▸ Dataset entries
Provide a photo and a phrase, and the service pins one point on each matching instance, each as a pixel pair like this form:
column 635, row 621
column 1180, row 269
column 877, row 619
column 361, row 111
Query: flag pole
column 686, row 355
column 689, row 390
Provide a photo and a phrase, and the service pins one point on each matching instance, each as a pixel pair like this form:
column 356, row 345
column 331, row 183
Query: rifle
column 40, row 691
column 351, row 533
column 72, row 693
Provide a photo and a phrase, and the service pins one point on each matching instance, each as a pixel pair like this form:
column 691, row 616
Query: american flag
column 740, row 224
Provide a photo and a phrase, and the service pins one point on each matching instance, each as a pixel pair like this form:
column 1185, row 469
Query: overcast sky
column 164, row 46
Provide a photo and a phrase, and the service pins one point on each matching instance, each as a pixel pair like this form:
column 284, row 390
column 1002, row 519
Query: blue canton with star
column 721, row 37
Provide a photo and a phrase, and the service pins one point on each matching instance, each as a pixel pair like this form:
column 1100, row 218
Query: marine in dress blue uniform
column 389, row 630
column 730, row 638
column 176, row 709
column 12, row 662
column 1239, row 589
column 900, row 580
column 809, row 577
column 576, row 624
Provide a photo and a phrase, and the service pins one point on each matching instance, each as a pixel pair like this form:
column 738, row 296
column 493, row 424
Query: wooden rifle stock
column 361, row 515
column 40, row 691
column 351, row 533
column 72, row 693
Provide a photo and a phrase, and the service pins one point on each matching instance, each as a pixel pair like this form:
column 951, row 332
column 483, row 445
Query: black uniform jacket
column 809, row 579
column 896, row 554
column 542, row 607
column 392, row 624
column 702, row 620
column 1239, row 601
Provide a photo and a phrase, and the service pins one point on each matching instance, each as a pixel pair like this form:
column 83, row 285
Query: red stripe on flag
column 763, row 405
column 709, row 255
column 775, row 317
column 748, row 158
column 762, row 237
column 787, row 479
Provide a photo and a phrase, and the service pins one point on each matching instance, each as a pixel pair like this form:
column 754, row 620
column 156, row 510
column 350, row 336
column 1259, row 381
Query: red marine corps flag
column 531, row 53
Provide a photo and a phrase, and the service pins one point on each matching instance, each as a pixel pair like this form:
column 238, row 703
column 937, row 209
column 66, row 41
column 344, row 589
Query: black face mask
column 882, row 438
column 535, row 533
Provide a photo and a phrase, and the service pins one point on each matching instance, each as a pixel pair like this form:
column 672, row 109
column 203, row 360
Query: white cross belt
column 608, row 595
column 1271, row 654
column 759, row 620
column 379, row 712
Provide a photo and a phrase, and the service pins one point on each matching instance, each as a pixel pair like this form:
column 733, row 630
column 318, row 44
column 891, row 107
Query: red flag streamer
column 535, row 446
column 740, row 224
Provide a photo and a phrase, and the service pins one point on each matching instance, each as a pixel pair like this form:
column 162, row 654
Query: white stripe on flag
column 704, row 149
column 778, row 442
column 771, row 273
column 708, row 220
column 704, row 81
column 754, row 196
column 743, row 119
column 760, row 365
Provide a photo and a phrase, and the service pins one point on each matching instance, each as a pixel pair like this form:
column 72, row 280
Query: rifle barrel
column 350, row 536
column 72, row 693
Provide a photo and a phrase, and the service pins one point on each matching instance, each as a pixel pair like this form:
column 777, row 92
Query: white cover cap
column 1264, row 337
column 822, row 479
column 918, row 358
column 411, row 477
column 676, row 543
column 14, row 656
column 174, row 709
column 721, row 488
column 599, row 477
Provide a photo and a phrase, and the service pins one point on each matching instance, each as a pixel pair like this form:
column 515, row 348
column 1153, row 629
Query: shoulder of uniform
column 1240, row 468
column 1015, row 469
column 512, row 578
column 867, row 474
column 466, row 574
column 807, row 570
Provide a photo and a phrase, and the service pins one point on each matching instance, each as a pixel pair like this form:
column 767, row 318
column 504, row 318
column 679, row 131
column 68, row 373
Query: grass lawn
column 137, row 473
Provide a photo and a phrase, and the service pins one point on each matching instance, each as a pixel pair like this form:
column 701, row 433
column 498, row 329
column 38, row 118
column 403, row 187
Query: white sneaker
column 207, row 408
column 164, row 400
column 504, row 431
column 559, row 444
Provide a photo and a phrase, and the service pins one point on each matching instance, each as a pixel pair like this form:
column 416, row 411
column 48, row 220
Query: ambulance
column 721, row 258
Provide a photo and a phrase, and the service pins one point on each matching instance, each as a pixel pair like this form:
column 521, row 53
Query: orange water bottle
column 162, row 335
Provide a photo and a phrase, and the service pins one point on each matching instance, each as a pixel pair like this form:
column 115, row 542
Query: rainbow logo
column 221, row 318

▸ Your instructions
Would you copy out each record precisely as it stands?

▸ Response to the exercise
Provide a photo and a phrase, and the service pins one point on each matching instance, each as a pixel pair like this form:
column 635, row 621
column 1180, row 269
column 877, row 619
column 361, row 111
Query: flag pole
column 686, row 355
column 689, row 390
Provide a photo and a phrase, and the service pins one point on each matching instance, each as a pixel pair like this form:
column 356, row 345
column 331, row 183
Query: rifle
column 40, row 691
column 351, row 533
column 72, row 693
Provide a photo and a phrase, and the service pins one point on each matching instance, each as a pixel pair like this form:
column 691, row 616
Query: american flag
column 740, row 224
Provide a photo and a phrase, and the service pins one point on each matching instance, each as a pixel pair like this form:
column 1185, row 469
Query: overcast sky
column 164, row 46
Provide a photo and a phrase, and the service pins one point on each matching instance, each as a pixel pair like this form:
column 284, row 390
column 1002, row 519
Query: blue canton with star
column 721, row 37
Provide a photo and a phrase, and the service pins one point on each matching instance, each as a pixel pair like this form:
column 1100, row 218
Query: marine in dress blue uniform
column 389, row 630
column 730, row 638
column 176, row 709
column 12, row 662
column 1239, row 589
column 900, row 580
column 809, row 577
column 576, row 624
Provide a photo and a phrase, and the service pins one point on each matching instance, each as a pixel pair like this form:
column 738, row 296
column 493, row 424
Query: wooden rifle stock
column 361, row 515
column 40, row 691
column 351, row 533
column 72, row 693
Provide a photo and a phrase, and the service pins one point on each matching instance, each as a pixel pair like this form:
column 951, row 332
column 483, row 445
Query: black uniform jacket
column 809, row 579
column 896, row 554
column 542, row 607
column 392, row 624
column 702, row 620
column 1239, row 601
Provide a photo and a phrase, and the service pins one point on each matching instance, each as a pixel pair like this form:
column 83, row 285
Query: red stripe on flag
column 763, row 405
column 709, row 255
column 775, row 317
column 748, row 158
column 762, row 237
column 787, row 479
Provide a photo and a phrase, and the service pins one point on each matching instance, each as a pixel pair like this form:
column 754, row 620
column 156, row 510
column 350, row 336
column 1259, row 381
Query: red marine corps flag
column 531, row 53
Provide a photo and a phrase, and the service pins one point on each matching instance, each as a pixel pair like this form:
column 238, row 703
column 937, row 209
column 66, row 41
column 344, row 589
Query: black face mask
column 882, row 438
column 535, row 533
Provide a photo and a phrase, and the service pins one point on each matching instance, each as a pixel pair like this form:
column 672, row 109
column 203, row 360
Query: white cross belt
column 608, row 595
column 1271, row 654
column 759, row 620
column 379, row 712
Provide a photo and a phrase, and the service pins one point on each matching instance, each as a pixel pair like this form:
column 733, row 630
column 318, row 44
column 891, row 107
Query: red flag streamer
column 535, row 446
column 740, row 224
Provide a photo and a phrase, and the service pins one point on each matching instance, each as a pixel pair like this form:
column 162, row 654
Query: white stripe on flag
column 704, row 149
column 778, row 442
column 771, row 273
column 708, row 220
column 704, row 81
column 754, row 196
column 743, row 119
column 760, row 365
Provide a photo and a phrase, and the service pins one point on each matching instance, each as a pixel pair like this form:
column 72, row 280
Query: rifle barrel
column 350, row 536
column 72, row 693
Provide a photo and a phrase, and the service pins one point on each matching instance, each as a pixel pair like this form:
column 777, row 92
Query: white cover cap
column 1264, row 337
column 822, row 479
column 918, row 358
column 411, row 477
column 676, row 543
column 14, row 656
column 174, row 709
column 721, row 488
column 599, row 477
Provide a photo and a phrase, and the service pins one point on each matching instance, each as a pixel pair like this form:
column 515, row 348
column 1153, row 629
Query: shoulder of uniform
column 1240, row 468
column 1015, row 469
column 512, row 578
column 867, row 474
column 466, row 574
column 807, row 570
Provide a photo and a phrase, and the service pins one point on each matching instance, each as a pixel pair like this form:
column 767, row 318
column 504, row 318
column 679, row 131
column 68, row 373
Query: grass lawn
column 137, row 473
Provide a photo and a phrase, and the service pins one point on each matching instance, each as a pixel pair like this form:
column 701, row 433
column 498, row 329
column 38, row 118
column 403, row 187
Query: white sneaker
column 207, row 408
column 164, row 400
column 504, row 431
column 559, row 444
Provide a photo and a phrase, and the service pins one point on each matching instance, each as a pixel pair like this form:
column 416, row 411
column 48, row 220
Query: ambulance
column 721, row 258
Provide a photo and a phrase, and the service pins one point on each matching instance, each as a pixel pair like this form:
column 521, row 53
Query: orange water bottle
column 162, row 335
Provide a photo and a phrase, and the service pins one point on each matching instance, each as a pixel pair like this form:
column 115, row 542
Query: rainbow logo
column 221, row 318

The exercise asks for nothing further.